Retype the records below exactly as they appear, but leave out any pictures.

Labeled contour entries
· · · · ·

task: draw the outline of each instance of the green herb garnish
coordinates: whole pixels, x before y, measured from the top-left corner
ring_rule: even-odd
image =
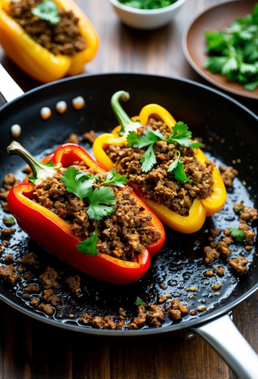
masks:
[[[136,300],[134,302],[134,304],[136,305],[144,305],[144,302],[140,298],[139,298],[138,296],[137,296],[136,298]]]
[[[117,202],[114,196],[113,191],[106,187],[90,191],[87,195],[89,205],[86,208],[89,218],[99,221],[105,216],[112,215],[114,210],[110,206]]]
[[[140,161],[142,163],[141,170],[143,172],[149,171],[157,163],[157,158],[154,151],[153,145],[159,141],[165,141],[168,144],[178,143],[181,146],[188,146],[197,148],[200,147],[201,144],[197,141],[190,142],[192,132],[188,130],[187,125],[182,121],[179,121],[172,128],[173,133],[170,133],[168,138],[158,131],[146,129],[142,135],[138,135],[134,132],[129,132],[126,137],[128,146],[141,149],[148,146],[146,152],[141,157]]]
[[[97,227],[95,226],[95,231],[89,238],[79,242],[76,245],[78,251],[81,251],[84,255],[89,254],[91,257],[98,255],[98,251],[96,245],[98,241],[97,238]]]
[[[128,180],[125,175],[121,175],[118,172],[116,172],[115,170],[110,170],[105,174],[106,181],[101,183],[103,184],[113,184],[118,187],[124,187],[124,185],[127,183]]]
[[[121,4],[138,9],[157,9],[174,4],[177,0],[118,0]]]
[[[14,224],[15,224],[15,220],[13,217],[10,216],[9,217],[7,217],[6,216],[4,216],[3,218],[3,223],[6,225],[13,225]]]
[[[74,194],[82,201],[87,196],[89,192],[92,191],[92,187],[95,182],[94,179],[88,178],[86,180],[84,180],[85,177],[88,176],[83,171],[76,170],[74,167],[70,166],[60,179],[66,187],[67,192]]]
[[[43,0],[42,3],[39,3],[37,6],[32,8],[31,13],[40,20],[45,20],[53,25],[61,20],[57,5],[52,0]]]
[[[207,32],[205,37],[207,52],[214,56],[204,67],[254,91],[258,86],[258,3],[252,14],[238,19],[224,32]]]
[[[180,184],[183,183],[186,181],[189,182],[190,183],[193,183],[191,179],[189,179],[187,176],[183,169],[183,164],[179,160],[180,152],[174,149],[173,149],[173,151],[177,153],[177,158],[169,166],[168,169],[168,172],[170,172],[173,171],[175,179]]]
[[[244,230],[241,230],[236,228],[230,228],[229,229],[230,234],[233,237],[235,237],[236,241],[238,242],[242,242],[243,238],[244,238],[246,232]]]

· · · · ·

Solution to the problem
task: draw the outline of each instance of the green herb garnish
coordinates: whole pixels, x before y, measured from the top-left corner
ring_rule: even-odd
image =
masks:
[[[136,300],[134,302],[134,304],[136,305],[144,305],[144,302],[140,298],[139,298],[138,296],[137,296],[136,298]]]
[[[117,202],[114,196],[113,191],[106,187],[90,191],[87,195],[89,205],[86,208],[89,218],[99,221],[105,216],[112,215],[114,210],[110,206]]]
[[[140,161],[142,163],[141,170],[143,172],[149,171],[157,163],[157,158],[154,151],[153,145],[159,141],[165,141],[168,144],[178,143],[181,146],[188,146],[197,148],[200,147],[201,144],[197,141],[190,142],[192,132],[188,130],[187,125],[182,121],[179,121],[172,128],[173,133],[170,133],[168,138],[158,131],[146,129],[142,135],[138,135],[134,132],[129,132],[126,137],[128,146],[141,149],[148,146],[146,152],[141,157]]]
[[[97,227],[95,226],[95,231],[89,238],[79,242],[76,245],[78,251],[81,251],[84,255],[89,254],[91,257],[98,255],[98,251],[96,245],[98,241],[97,238]]]
[[[128,180],[125,175],[121,175],[118,172],[116,172],[115,170],[110,170],[105,174],[106,181],[101,183],[103,184],[113,184],[118,187],[124,187],[124,185],[127,183]]]
[[[121,4],[138,9],[157,9],[174,4],[177,0],[118,0]]]
[[[14,224],[15,224],[15,220],[13,217],[10,216],[9,217],[7,217],[6,216],[4,216],[3,218],[3,223],[6,225],[13,225]]]
[[[74,194],[82,201],[87,196],[89,192],[92,191],[92,187],[95,182],[94,179],[88,178],[86,180],[84,180],[85,177],[88,176],[83,171],[76,170],[74,167],[70,166],[60,179],[66,187],[67,192]]]
[[[43,0],[42,3],[39,3],[37,6],[32,8],[31,13],[40,20],[45,20],[53,25],[61,20],[57,5],[52,0]]]
[[[207,32],[205,37],[207,52],[214,56],[204,67],[254,91],[258,86],[258,3],[252,14],[238,19],[224,32]]]
[[[180,184],[183,183],[186,181],[189,182],[190,183],[193,183],[191,179],[189,179],[187,176],[183,169],[183,164],[179,160],[180,152],[174,149],[173,149],[173,151],[177,153],[177,158],[169,166],[168,169],[168,172],[170,172],[173,171],[175,179]]]
[[[244,230],[241,230],[236,228],[230,228],[229,229],[230,234],[233,237],[235,237],[236,241],[238,242],[242,242],[243,238],[244,238],[246,232]]]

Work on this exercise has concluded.